Print all of the data exactly, with no line missing.

--- Exercise input ---

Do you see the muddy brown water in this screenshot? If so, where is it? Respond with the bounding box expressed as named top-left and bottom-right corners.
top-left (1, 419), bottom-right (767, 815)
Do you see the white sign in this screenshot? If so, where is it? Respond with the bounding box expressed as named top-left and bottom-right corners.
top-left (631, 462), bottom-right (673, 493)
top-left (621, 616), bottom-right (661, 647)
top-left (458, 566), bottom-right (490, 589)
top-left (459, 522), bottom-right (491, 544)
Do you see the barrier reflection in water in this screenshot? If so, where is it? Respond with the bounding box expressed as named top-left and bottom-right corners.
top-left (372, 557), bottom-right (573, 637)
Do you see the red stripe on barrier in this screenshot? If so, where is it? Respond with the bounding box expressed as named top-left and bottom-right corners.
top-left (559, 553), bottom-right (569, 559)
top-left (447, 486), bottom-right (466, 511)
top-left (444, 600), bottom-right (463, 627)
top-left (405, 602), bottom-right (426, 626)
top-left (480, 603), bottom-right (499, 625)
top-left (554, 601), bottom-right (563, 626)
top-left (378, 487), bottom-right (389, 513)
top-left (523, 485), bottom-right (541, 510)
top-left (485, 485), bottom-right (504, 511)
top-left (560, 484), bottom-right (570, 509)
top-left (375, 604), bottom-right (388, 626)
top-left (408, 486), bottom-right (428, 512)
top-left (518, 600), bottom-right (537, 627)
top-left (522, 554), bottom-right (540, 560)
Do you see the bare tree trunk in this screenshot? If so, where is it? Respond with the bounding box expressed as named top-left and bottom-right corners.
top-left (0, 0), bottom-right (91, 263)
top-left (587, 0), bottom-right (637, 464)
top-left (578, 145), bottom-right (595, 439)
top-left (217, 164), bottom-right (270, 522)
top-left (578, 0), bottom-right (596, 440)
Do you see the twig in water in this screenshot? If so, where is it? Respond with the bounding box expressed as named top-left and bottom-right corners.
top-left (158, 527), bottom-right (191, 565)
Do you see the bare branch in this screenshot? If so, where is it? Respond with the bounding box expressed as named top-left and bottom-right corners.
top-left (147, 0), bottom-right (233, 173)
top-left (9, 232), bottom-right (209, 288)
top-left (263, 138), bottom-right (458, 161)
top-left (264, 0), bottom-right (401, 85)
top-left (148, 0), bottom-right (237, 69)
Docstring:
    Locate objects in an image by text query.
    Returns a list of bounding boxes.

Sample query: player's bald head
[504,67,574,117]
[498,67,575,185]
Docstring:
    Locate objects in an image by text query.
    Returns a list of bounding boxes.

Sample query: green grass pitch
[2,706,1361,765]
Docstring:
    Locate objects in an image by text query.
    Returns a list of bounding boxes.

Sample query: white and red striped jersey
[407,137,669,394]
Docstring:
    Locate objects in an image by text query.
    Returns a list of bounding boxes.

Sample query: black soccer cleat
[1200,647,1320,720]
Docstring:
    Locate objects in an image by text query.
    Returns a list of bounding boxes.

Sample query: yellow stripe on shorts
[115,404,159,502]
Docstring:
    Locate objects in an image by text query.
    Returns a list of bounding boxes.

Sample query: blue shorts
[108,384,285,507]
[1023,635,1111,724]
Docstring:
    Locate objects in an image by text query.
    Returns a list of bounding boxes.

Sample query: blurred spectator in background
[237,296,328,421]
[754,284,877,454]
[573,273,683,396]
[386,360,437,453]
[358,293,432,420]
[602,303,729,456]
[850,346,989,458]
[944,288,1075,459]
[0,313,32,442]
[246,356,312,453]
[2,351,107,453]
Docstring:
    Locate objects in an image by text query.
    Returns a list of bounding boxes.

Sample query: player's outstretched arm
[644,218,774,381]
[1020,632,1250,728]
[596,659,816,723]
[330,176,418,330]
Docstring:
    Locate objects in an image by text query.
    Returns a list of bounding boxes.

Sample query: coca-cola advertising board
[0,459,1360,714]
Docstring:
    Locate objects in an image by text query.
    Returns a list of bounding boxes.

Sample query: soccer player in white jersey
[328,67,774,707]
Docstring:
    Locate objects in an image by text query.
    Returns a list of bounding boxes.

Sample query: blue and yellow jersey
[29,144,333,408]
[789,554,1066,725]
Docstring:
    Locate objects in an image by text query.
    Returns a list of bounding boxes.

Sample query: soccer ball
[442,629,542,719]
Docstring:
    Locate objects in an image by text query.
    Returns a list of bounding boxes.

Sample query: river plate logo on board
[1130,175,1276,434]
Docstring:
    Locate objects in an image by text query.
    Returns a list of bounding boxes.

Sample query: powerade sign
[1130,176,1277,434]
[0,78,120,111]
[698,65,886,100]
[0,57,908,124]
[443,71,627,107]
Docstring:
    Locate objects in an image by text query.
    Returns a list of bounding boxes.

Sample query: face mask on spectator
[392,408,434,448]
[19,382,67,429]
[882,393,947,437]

---

Exercise answer =
Do you see the muddy brown water in this screenshot? If so, where is it? Respond with the bounding box expressed as named top-left and bottom-right corners.
top-left (1, 419), bottom-right (767, 815)
Do you see the white sign in this screenshot? If so, where is it? Respond with the bounding box expressed as named top-left and bottom-right corners.
top-left (631, 462), bottom-right (673, 493)
top-left (621, 616), bottom-right (661, 647)
top-left (458, 566), bottom-right (490, 589)
top-left (459, 522), bottom-right (491, 544)
Do you see the barrier reflection in water in this screenshot? If so, where is it? Respond with the bounding box expressed as named top-left and bottom-right corners.
top-left (372, 557), bottom-right (573, 637)
Do you see the red stripe on barrier in this screenshot? If so, where is it? Respond with the bounding box expressed as named top-left and bottom-right corners.
top-left (559, 553), bottom-right (569, 559)
top-left (447, 486), bottom-right (466, 511)
top-left (444, 600), bottom-right (463, 627)
top-left (405, 602), bottom-right (426, 626)
top-left (480, 603), bottom-right (499, 625)
top-left (554, 601), bottom-right (563, 626)
top-left (378, 487), bottom-right (389, 513)
top-left (523, 485), bottom-right (541, 510)
top-left (485, 485), bottom-right (504, 511)
top-left (560, 484), bottom-right (570, 509)
top-left (375, 604), bottom-right (388, 626)
top-left (408, 486), bottom-right (428, 512)
top-left (518, 600), bottom-right (537, 627)
top-left (522, 554), bottom-right (540, 560)
Do you see the bare tree trunk in this screenshot? If so, where is it? Respond with the bounding box expressed as named top-left and bottom-right corners.
top-left (0, 0), bottom-right (91, 263)
top-left (587, 0), bottom-right (637, 464)
top-left (578, 145), bottom-right (595, 439)
top-left (217, 164), bottom-right (270, 522)
top-left (578, 0), bottom-right (596, 440)
Do you see the twig in water in this screenshot? If so, where is it? Respond with the bounding box expressed as named top-left and bottom-right corners.
top-left (158, 527), bottom-right (191, 565)
Do you see the bare branch in this screenshot? If so, where is it? Respond with the bounding box expressed as named top-left and bottom-right corners.
top-left (147, 0), bottom-right (233, 173)
top-left (9, 232), bottom-right (209, 288)
top-left (263, 138), bottom-right (458, 161)
top-left (264, 0), bottom-right (401, 85)
top-left (148, 0), bottom-right (237, 69)
Docstring:
    Locate objects in an image by text query.
    Returns a list of bounding boxes.

Sample query: player's bald head
[504,67,574,117]
[498,67,575,185]
Docstring:
    Locate objects in an image by text query.
    Returns a list of bounding boxes.

Sample query: green grass pitch
[2,706,1361,765]
Docstring:
    Locate objects in an image by text query.
    Returns a list of bounding boxes.

Sample query: white and red striped jersey
[407,137,669,394]
Docstring:
    Locate objects in an image by text query.
    Returns a list of bounding boxes.

Sample query: black soccer cleat
[1200,647,1320,720]
Docstring:
    Locate objects in an image by text query.
    Returns a list of bounding boxes.

Sample query: yellow stripe on shorts
[115,404,159,502]
Docstring:
    Locate objects in an image by text query.
    Returns a list of bounding boxes.

Sample query: blue shorts
[108,384,285,507]
[1023,635,1111,724]
Docstring:
    Locate objects in an image by text query.
    Returns a list of bounding boxes.

Sample query: blurred spectator in background
[237,296,328,421]
[754,284,877,454]
[573,273,683,396]
[386,360,437,453]
[358,293,432,420]
[602,303,729,456]
[850,346,989,458]
[944,288,1075,459]
[0,313,32,442]
[246,356,312,453]
[2,351,107,453]
Docstring:
    Locate objects in an image by text query.
    Returns a list of bounding boxes.

Sample query: player's outstretched arm
[644,218,774,381]
[1020,632,1250,728]
[596,659,816,723]
[330,176,418,330]
Docstring:
    Locate objects in an image by text query.
    Returns a list of bounding boxes.

Sample query: coca-cola advertising board
[0,459,1360,714]
Docstring:
    Locate objects in an image by text query.
    Returns a list of bounding boxes.

Sample query: soccer player in white jersey
[328,67,774,707]
Docstring:
    Locate objects in an image by text query.
    Returns a list of bounding boxes.

Sample query: blue and yellow jersey
[29,144,333,408]
[789,554,1066,725]
Docstring:
    Locate objects in an image by text query.
    Returns a list of bounding boxes.

Sample query: soccer ball
[442,629,542,719]
Docstring:
    Locate objects in an image by text query.
    Returns a list of bounding boxes.

Sample query: river plate logo on board
[1130,175,1276,434]
Docstring:
    Locate objects in an image by text query.
    Returns a list of bounding boxes.

Sample query: powerade sign
[1130,176,1277,434]
[0,78,120,111]
[698,65,886,100]
[0,57,908,124]
[443,71,627,107]
Docstring:
    Locate objects in an image by text query.
    Returns a list of bounding boxes.

Sample query: face mask on spectator
[392,408,434,448]
[19,382,67,429]
[882,393,947,437]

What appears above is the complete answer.